Aim:
Reproduce each record below exactly as written.

## start Supplied data

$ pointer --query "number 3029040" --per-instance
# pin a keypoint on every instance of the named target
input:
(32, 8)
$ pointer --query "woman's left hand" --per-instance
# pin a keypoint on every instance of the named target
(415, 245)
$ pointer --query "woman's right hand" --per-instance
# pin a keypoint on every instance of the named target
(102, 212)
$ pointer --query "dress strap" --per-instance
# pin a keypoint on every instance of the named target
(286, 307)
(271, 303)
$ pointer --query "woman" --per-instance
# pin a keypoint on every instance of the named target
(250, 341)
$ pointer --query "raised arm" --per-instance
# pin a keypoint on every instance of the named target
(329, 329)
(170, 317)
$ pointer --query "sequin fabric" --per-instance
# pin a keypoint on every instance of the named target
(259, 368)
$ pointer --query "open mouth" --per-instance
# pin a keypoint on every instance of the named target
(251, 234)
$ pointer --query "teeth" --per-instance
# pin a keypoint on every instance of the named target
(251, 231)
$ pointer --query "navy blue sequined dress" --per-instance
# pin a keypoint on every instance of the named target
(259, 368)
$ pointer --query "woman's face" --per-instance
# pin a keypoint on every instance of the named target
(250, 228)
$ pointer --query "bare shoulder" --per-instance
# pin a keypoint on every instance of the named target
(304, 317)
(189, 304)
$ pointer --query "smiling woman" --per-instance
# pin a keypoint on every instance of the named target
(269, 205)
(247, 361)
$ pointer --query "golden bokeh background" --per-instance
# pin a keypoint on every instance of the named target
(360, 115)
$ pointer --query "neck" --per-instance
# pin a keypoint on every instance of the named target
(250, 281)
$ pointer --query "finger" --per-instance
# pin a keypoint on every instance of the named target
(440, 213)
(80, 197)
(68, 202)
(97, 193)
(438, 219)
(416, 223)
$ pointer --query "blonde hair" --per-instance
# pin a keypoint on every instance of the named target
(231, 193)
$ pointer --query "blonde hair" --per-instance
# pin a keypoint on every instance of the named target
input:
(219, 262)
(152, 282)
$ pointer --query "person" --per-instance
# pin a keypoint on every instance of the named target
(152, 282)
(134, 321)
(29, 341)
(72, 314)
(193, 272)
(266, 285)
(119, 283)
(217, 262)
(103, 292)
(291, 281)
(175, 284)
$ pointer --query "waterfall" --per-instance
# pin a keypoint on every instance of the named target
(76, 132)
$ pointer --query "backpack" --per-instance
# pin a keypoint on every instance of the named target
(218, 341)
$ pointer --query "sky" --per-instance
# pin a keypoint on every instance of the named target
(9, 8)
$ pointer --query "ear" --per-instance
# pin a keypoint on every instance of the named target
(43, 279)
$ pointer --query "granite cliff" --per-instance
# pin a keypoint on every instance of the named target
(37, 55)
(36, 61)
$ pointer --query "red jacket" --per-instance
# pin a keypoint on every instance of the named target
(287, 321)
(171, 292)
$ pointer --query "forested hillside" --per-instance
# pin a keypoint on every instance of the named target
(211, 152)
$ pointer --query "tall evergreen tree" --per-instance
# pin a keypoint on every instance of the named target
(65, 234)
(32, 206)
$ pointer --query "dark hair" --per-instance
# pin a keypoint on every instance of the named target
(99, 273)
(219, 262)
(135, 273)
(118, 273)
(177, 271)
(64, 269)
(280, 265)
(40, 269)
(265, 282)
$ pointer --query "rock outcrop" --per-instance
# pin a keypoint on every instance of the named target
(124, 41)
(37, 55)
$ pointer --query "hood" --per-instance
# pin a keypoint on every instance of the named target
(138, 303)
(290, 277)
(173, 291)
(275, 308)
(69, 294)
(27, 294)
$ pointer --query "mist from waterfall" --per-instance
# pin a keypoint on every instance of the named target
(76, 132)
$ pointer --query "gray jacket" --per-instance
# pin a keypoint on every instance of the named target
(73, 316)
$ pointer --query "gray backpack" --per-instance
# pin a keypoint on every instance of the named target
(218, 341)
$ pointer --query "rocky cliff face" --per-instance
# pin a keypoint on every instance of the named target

## end Supplied data

Solution to the exercise:
$ pointer --query "number 3029040" --per-instance
# pin a keypoint on every instance of the named target
input:
(32, 8)
$ pointer --query "woman's left hand" --per-instance
# pin a keypoint on every instance of the named target
(415, 245)
$ pointer --query "woman's right hand" --per-instance
# pin a keypoint on every instance of the named target
(102, 212)
$ pointer --query "dress strap" --per-instance
# pin a keypoint on every instance of the named target
(286, 307)
(271, 303)
$ pointer --query "woman" --per-instance
# pin a keypoint on every instance of the named target
(250, 341)
$ pointer --query "raised arm" --per-instance
# pin a keypoint on every instance of the named target
(329, 329)
(170, 317)
$ pointer --query "sequin fabric" --per-instance
# pin a keypoint on every instance of the named target
(259, 368)
$ pointer --query "open mouth" --per-instance
# pin a keypoint on every instance of the named target
(251, 234)
$ pointer --query "teeth" --per-instance
# pin a keypoint on every instance of the named target
(251, 231)
$ pointer --query "navy blue sequined dress" --per-instance
# pin a keypoint on every instance of the named target
(259, 368)
$ pointer --query "woman's face" --per-instance
# pin a keypoint on every instance of the named target
(250, 228)
$ pointer --query "bare shoulder" --per-instance
# pin a keypoint on every instance of the named target
(304, 317)
(189, 304)
$ pointer --query "smiling woman" --per-instance
# pin a keypoint on every instance of the named target
(269, 205)
(247, 361)
$ pointer --query "golden bokeh background" --per-instance
# pin a keypoint on every instance of the named target
(360, 115)
$ pointer --query "neck" --per-instance
# pin a keypoint on every instance of the named target
(250, 281)
$ pointer --query "finger" --per-instance
# pin a keypoint on every instance of the named target
(440, 213)
(80, 197)
(68, 202)
(97, 193)
(438, 219)
(416, 223)
$ pointer --query "blonde hair" --per-instance
# pin a keypoint on every instance of the named target
(231, 193)
$ pointer --query "blonde hair" --per-instance
# pin a keypoint on every instance of the named target
input:
(219, 262)
(152, 282)
$ pointer --query "person" --per-instance
# pin a keypoint on every instance of the named target
(152, 282)
(134, 321)
(29, 341)
(72, 314)
(193, 272)
(266, 285)
(119, 283)
(217, 262)
(103, 292)
(291, 281)
(175, 284)
$ pointer --query "waterfall" --per-instance
# pin a keypoint on every instance of the named target
(76, 132)
$ pointer --query "backpack" --per-instance
# pin a keypoint on every instance of the named target
(218, 341)
$ pointer --query "sky" --per-instance
# pin a keypoint on every instance of the named target
(9, 8)
$ pointer --query "ear" --per-instance
# pin a keypoint on every instance of the named target
(43, 279)
$ pointer --query "granite cliff" --per-instance
# pin a keypoint on every instance of the named target
(37, 55)
(36, 61)
$ pointer --query "red jacket" --per-instance
# pin a keypoint on every instance of the named target
(287, 321)
(171, 292)
$ pointer --query "forested hillside" --per-instance
# pin a keypoint on every instance of the named target
(211, 152)
$ pointer --query "tall evergreen tree" --per-instance
# pin a keypoint on every instance of the named target
(65, 234)
(32, 206)
$ pointer --query "dark hair" --per-instance
# pin a keypoint on every instance of the named target
(99, 273)
(219, 262)
(135, 273)
(118, 273)
(177, 271)
(64, 269)
(280, 265)
(40, 269)
(265, 282)
$ pointer --query "rock outcrop" --per-instance
# pin a keypoint on every instance of the named target
(124, 41)
(37, 55)
$ pointer --query "hood" --per-instance
# pin a keypoint on every instance of the named target
(138, 303)
(290, 277)
(173, 291)
(275, 308)
(69, 294)
(27, 294)
$ pointer --query "mist from waterfall" --per-instance
# pin a keypoint on every instance of the named target
(76, 132)
$ pointer --query "gray jacket" --per-instance
# pin a keypoint on every instance of the named target
(73, 316)
$ pointer --query "gray backpack" --per-instance
# pin a keypoint on every instance of the named target
(218, 341)
$ pointer --query "rocky cliff face" --per-instance
# pin a keypoint on every instance of the named target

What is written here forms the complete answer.